*WORK ITEM*.
Transcribe the data in full, keeping each line exactly as it appears.

*Data excerpts*.

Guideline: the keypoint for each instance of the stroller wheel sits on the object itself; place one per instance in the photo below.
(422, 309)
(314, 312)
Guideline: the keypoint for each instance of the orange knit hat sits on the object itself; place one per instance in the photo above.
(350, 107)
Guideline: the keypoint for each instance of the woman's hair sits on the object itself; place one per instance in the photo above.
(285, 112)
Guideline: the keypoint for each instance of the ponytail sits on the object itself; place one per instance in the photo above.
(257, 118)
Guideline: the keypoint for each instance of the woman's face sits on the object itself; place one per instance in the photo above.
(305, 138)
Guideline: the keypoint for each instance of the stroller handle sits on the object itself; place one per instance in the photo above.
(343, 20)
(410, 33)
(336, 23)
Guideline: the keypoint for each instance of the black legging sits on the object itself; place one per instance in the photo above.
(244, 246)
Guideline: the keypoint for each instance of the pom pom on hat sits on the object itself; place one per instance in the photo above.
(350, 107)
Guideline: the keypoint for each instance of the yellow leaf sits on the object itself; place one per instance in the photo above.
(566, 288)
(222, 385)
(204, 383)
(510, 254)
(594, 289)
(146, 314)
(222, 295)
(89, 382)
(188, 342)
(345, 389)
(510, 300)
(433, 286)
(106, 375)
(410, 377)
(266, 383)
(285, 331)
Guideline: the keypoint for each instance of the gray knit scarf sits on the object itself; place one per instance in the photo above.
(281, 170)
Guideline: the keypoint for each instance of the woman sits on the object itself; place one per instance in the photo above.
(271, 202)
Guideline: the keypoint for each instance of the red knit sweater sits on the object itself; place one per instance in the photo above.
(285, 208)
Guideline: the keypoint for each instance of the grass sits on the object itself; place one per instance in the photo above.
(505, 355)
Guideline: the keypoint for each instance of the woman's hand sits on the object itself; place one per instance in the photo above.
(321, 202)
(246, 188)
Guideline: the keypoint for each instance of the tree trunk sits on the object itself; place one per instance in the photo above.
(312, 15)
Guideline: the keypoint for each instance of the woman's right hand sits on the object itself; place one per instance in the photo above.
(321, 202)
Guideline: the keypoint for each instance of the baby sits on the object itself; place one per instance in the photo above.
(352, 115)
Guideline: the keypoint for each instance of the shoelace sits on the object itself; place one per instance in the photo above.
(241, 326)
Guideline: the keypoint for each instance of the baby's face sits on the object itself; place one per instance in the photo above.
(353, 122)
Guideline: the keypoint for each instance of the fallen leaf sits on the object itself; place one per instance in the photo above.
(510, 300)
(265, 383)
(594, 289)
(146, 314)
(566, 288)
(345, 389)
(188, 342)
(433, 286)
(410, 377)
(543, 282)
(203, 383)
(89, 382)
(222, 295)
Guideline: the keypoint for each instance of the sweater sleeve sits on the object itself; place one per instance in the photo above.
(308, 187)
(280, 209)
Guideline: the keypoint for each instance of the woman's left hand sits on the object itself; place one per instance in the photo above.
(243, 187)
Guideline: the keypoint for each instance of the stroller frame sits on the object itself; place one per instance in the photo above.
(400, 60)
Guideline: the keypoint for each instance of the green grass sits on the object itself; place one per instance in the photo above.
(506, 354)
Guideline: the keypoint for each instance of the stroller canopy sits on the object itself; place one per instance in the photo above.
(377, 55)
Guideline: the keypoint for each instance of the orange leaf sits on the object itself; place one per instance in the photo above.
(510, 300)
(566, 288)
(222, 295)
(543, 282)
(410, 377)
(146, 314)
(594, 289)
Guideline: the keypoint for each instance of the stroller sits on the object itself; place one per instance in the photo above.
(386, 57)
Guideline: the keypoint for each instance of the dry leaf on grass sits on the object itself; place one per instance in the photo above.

*RESPONSE AREA*.
Guideline: the keypoint for each instance of the stroller wheel sits on the object itself; place one per instance in the photo below.
(422, 309)
(314, 312)
Guideline: the keypoint for each instance of the orange knit hat sits on the object itself; place one per instance in the photo above.
(350, 107)
Guideline: the keypoint for each instance of the woman's hair sits on the object itself; place one per instance in the photo above.
(285, 112)
Guideline: the keypoint for each instance of the ponytail sits on the object itself; place one per instance in the photo above.
(257, 118)
Guideline: the keypoint for each instance of the woman's face sits on the object itself; place one per instance in the photo above.
(305, 138)
Guideline: the keypoint for each instance of the stroller handle sits on the object itself; place one per instance in the photo above.
(343, 20)
(410, 33)
(336, 23)
Guideline: the keypoint for each instance of the black legging sits on the object itself; place one per instance in the photo above.
(244, 246)
Guideline: the keypoint for each instance of the pom pom on hat sits on the object itself; place one per instance in the photo above.
(350, 107)
Guideline: the keypoint for each instance of the yellow leaf sits on the object itself; place one per instance in the photo above.
(566, 288)
(222, 385)
(204, 383)
(510, 254)
(594, 289)
(146, 314)
(222, 295)
(89, 382)
(188, 342)
(345, 389)
(510, 300)
(433, 286)
(106, 375)
(410, 377)
(266, 383)
(285, 331)
Guideline: the keypoint for each instance of the gray knit scarf sits on the object itself; place one per instance in the photo above.
(281, 170)
Guideline: the keypoint for each instance of the woman sits on the object itself; place one per instance in the photo above.
(271, 202)
Guideline: the keypoint for each instance of the red knit sweater sits on the object itself; place one per instance in the photo above.
(285, 208)
Guideline: the keypoint for each instance of the grass sits on the object itself; place one per instance in the photo above.
(505, 355)
Guideline: the keypoint for each instance of the woman's hand sits on the object itself; place one per instance in the photo above.
(321, 202)
(246, 188)
Guideline: the keypoint for each instance of the tree trunk sits on the object itself; place one per instance in the photo above.
(312, 15)
Guideline: the keypoint for each instance of the woman's right hand sits on the object itself; place one per instance in the photo above.
(321, 202)
Guideline: the keypoint for each instance of the baby sits on the object itself; place one per instance in the photo above.
(352, 115)
Guideline: the keypoint for each instance of the shoelace sits on the object itself; place one per instance in the photo above.
(241, 326)
Guideline: the keypoint for each instance of the baby's face sits on the object itself; place one per instance in the photo above.
(353, 122)
Guideline: the keypoint for each instance of the fallen leaf sits on the object itself; place one per instance in the photo above.
(510, 300)
(265, 383)
(594, 289)
(146, 314)
(566, 288)
(345, 389)
(188, 342)
(433, 286)
(410, 377)
(543, 282)
(203, 383)
(89, 382)
(222, 295)
Guideline: the keypoint for each instance of the sweater sleeve sits on the object itself; place one per instance in the photo above.
(308, 187)
(280, 209)
Guideline: the keypoint for each instance of the woman's left hand sits on the object itself; place one per instance in the photo above.
(243, 187)
Guideline: the keypoint for each instance of the stroller frame sits on the object itself; place one per instance in the photo above.
(400, 60)
Guideline: the keypoint for each instance of the green grass sits on the object itself; place one per instance in the photo above.
(506, 354)
Guideline: the keypoint for each instance of the stroller canopy sits on the object itself; place one per instance in the photo above.
(377, 55)
Guideline: the keypoint for each instance of the orange leaf sits on the object itself; place one per instance in the photo above.
(510, 300)
(566, 288)
(222, 295)
(543, 282)
(410, 377)
(146, 314)
(594, 289)
Guideline: the keypoint for each instance of the stroller sits on the object itself; place one per instance in the photo above.
(386, 57)
Guideline: the keypoint for each instance of the dry leaf on grass sits on the object itself; place one per instance in the photo above.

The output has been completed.